» Stated problem
Reproduce every one of the rows below word for word, changing nothing.

» Supplied records
## Start

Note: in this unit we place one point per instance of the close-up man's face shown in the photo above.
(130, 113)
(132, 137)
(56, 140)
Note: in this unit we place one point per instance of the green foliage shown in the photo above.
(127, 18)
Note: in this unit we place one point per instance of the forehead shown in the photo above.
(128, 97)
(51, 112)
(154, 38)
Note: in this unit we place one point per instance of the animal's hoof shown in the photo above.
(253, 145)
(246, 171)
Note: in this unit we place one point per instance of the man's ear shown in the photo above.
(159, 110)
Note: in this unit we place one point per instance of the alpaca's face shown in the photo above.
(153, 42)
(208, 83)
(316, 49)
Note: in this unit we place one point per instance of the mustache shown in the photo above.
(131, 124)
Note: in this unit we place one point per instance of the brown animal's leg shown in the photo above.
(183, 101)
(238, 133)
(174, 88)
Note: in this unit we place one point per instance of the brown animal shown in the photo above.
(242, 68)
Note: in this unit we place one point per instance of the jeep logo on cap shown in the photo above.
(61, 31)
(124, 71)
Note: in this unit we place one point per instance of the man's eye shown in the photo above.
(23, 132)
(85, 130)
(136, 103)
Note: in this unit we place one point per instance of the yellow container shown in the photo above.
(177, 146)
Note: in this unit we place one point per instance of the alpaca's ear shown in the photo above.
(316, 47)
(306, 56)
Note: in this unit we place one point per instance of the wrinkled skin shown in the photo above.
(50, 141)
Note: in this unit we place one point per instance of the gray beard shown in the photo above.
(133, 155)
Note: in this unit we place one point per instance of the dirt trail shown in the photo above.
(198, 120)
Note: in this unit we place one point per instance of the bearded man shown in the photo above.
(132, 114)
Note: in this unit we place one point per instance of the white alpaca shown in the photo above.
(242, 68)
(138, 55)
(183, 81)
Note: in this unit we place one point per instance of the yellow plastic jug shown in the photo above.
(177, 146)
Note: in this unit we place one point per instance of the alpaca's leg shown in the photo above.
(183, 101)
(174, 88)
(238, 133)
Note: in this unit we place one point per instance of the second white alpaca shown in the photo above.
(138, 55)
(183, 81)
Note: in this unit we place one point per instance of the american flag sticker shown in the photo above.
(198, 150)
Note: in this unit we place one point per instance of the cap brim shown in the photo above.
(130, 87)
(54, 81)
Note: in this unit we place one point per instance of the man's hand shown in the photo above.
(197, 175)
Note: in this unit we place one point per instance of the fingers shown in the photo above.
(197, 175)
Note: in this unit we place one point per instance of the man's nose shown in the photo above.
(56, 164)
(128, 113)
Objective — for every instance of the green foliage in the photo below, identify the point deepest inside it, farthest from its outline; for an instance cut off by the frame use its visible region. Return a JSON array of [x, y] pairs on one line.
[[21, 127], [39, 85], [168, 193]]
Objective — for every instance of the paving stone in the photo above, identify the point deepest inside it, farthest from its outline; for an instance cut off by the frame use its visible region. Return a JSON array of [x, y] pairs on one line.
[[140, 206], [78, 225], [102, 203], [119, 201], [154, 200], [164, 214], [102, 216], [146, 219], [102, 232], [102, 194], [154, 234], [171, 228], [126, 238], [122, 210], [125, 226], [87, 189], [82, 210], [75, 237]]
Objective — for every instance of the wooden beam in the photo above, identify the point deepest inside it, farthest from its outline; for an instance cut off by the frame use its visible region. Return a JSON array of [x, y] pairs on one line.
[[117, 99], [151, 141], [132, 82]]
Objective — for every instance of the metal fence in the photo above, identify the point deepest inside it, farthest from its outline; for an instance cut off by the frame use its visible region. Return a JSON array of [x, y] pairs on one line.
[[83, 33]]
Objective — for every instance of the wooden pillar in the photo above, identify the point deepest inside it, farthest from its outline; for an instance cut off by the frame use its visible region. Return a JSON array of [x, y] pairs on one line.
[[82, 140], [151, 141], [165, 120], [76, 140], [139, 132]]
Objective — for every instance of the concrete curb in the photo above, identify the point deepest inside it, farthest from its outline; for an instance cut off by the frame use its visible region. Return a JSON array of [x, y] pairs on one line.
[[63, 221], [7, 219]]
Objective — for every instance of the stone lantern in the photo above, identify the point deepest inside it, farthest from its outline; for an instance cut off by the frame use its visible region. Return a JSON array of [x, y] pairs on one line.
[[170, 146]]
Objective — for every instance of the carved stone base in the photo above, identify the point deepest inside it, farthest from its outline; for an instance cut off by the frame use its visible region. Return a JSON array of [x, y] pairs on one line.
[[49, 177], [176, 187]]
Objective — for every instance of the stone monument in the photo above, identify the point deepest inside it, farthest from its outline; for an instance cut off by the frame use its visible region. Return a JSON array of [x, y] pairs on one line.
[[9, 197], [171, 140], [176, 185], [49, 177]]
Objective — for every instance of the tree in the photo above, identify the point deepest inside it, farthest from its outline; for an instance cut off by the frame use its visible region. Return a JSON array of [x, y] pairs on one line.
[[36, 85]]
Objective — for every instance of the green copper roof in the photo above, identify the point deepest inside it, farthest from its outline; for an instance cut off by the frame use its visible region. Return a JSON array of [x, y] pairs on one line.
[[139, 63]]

## End

» Task solution
Note: in this unit we place one point per instance of the close-up man's face shown in the photo above.
(130, 113)
(132, 137)
(56, 140)
Note: in this unit we place one point per instance of the green foliage shown in the photo above.
(127, 18)
Note: in this unit we place one point per instance of the forehead shown in the photo above.
(128, 97)
(51, 112)
(154, 38)
Note: in this unit we place one point per instance of the animal's hoof shown in the photo above.
(253, 145)
(246, 171)
Note: in this unit we place one point per instance of the man's ear shown in the photo above.
(159, 110)
Note: in this unit we place one point per instance of the alpaca's face shown in the photo above.
(153, 42)
(208, 83)
(316, 49)
Note: in this unit we place one point per instance of the mustache shown in the photo above.
(131, 124)
Note: in this unit we place one point per instance of the brown animal's leg shown in the photo above.
(183, 101)
(238, 133)
(174, 88)
Note: in this unit we place one point per instance of the brown animal shown in the photo above.
(242, 68)
Note: in this unit we place one point per instance of the jeep logo on cap shown in the photo above.
(61, 31)
(124, 71)
Note: in this unit we place one point per instance of the man's eye shown in the photo above.
(23, 132)
(85, 130)
(136, 103)
Note: in this unit we place one point per instance of the yellow container shown in the photo above.
(177, 146)
Note: in this unit we place one point per instance of the alpaca's ear shown in the photo above.
(316, 47)
(306, 56)
Note: in this unit we place one point per instance of the wrinkled skin shown in the photo above.
(50, 141)
Note: in this unit we place one point per instance of the gray beard shown in the photo above.
(133, 155)
Note: in this unit we place one point per instance of the dirt trail shown in the photo above.
(198, 120)
Note: in this unit we place one point per instance of the bearded man shown in the photo above.
(132, 114)
Note: in this unit we place one point per instance of the white alpaca shown in the photo above.
(242, 68)
(138, 55)
(183, 81)
Note: in this unit we place one point per instance of the yellow plastic jug shown in the photo above.
(177, 146)
Note: in this unit we place one point per instance of the alpaca's leg shown in the photo above.
(183, 101)
(174, 88)
(238, 133)
Note: in this unit we place one point per instance of the second white alpaca shown in the photo above.
(138, 55)
(183, 81)
Note: in this unit we place one point per instance of the american flag sticker shown in the photo above.
(198, 150)
Note: in this unit we place one point per instance of the cap brim shown in the photo above.
(130, 87)
(54, 81)
Note: in this unit we place one point per instance of the man's hand shown in the photo above.
(197, 175)
Note: in this unit we place one point per instance of the fingers shown in the photo above.
(197, 175)
Note: in this unit we place one point per instance of the man's nose shown in the photo above.
(56, 164)
(128, 113)
Objective — for every instance of the green foliage in the photo below, identify the point deepest inside it, farthest from its outline; for an instance cut off by the frame use its visible region. Return a JSON array of [x, y] pairs on one line.
[[21, 127], [39, 85], [168, 193]]
Objective — for every instance of the paving stone in the photo above, identify the point deepest inside it, farthest from its outline; for an instance cut off by the frame use its visible region. Return a JSON array of [x, y] pairs on one line.
[[140, 206], [78, 225], [102, 203], [119, 201], [154, 200], [164, 214], [102, 216], [146, 219], [102, 232], [102, 194], [154, 234], [171, 228], [126, 238], [122, 210], [125, 226], [87, 189], [82, 210], [75, 237]]
Objective — for every instance of the wooden beam in the photo above, identify the point deepest inside it, farthest from its outline; for an instance cut off by the frame use its visible region. Return a JSON array of [x, y] pairs on one line.
[[117, 99], [151, 141], [132, 82]]
Objective — for every instance of the metal fence in the photo above, identify the point deepest inside it, farthest from its outline; for an instance cut off by the frame use its visible region. Return a JSON array of [x, y] pairs on one line.
[[83, 33]]
Objective — for every instance of the wooden pillar in the photo above, identify the point deepest inside it, farthest from its outline; for an instance cut off by the frame use its visible region. Return a JSON array of [x, y] pairs on one line.
[[82, 140], [151, 141], [165, 120], [76, 140], [139, 132]]
Objective — for every instance of the concrete curb in the photo above, identify the point deepest inside it, farthest from its outline; for an instance cut off by the frame use its visible region. Return a JSON array of [x, y] pairs on one line.
[[63, 221], [7, 219]]
Objective — for every instance of the stone lantern in the photo above, identify the point deepest inside it, farthest from its outline; for an instance cut off by the frame use its visible region. Return a JSON array of [x, y] pairs on one line.
[[170, 146]]
Objective — for every instance of the carved stone base in the photo above, identify the point deepest inside it, farthest from its outline; for an instance cut off by the frame use its visible region. Return a JSON array of [x, y] pairs on one line.
[[49, 177], [176, 187]]
Objective — for every instance of the stone monument in the photo above, identify the point deepest inside it, farthest from its outline; for an instance cut off by the frame use its visible region. Return a JSON array of [x, y] pairs on one line.
[[9, 197], [171, 140], [176, 185], [49, 177]]
Objective — for every instance of the tree in the photo above, identify the point deepest inside it, farthest from its outline; for an instance cut off by the frame use its visible region. Return a JSON array of [x, y] pairs on one line.
[[36, 85]]
Objective — for every instance of the green copper roof in the photo above, identify the point deepest inside it, farthest from its outline; for an instance cut off by the frame use its visible region. Return a JSON array of [x, y] pairs on one line.
[[139, 63]]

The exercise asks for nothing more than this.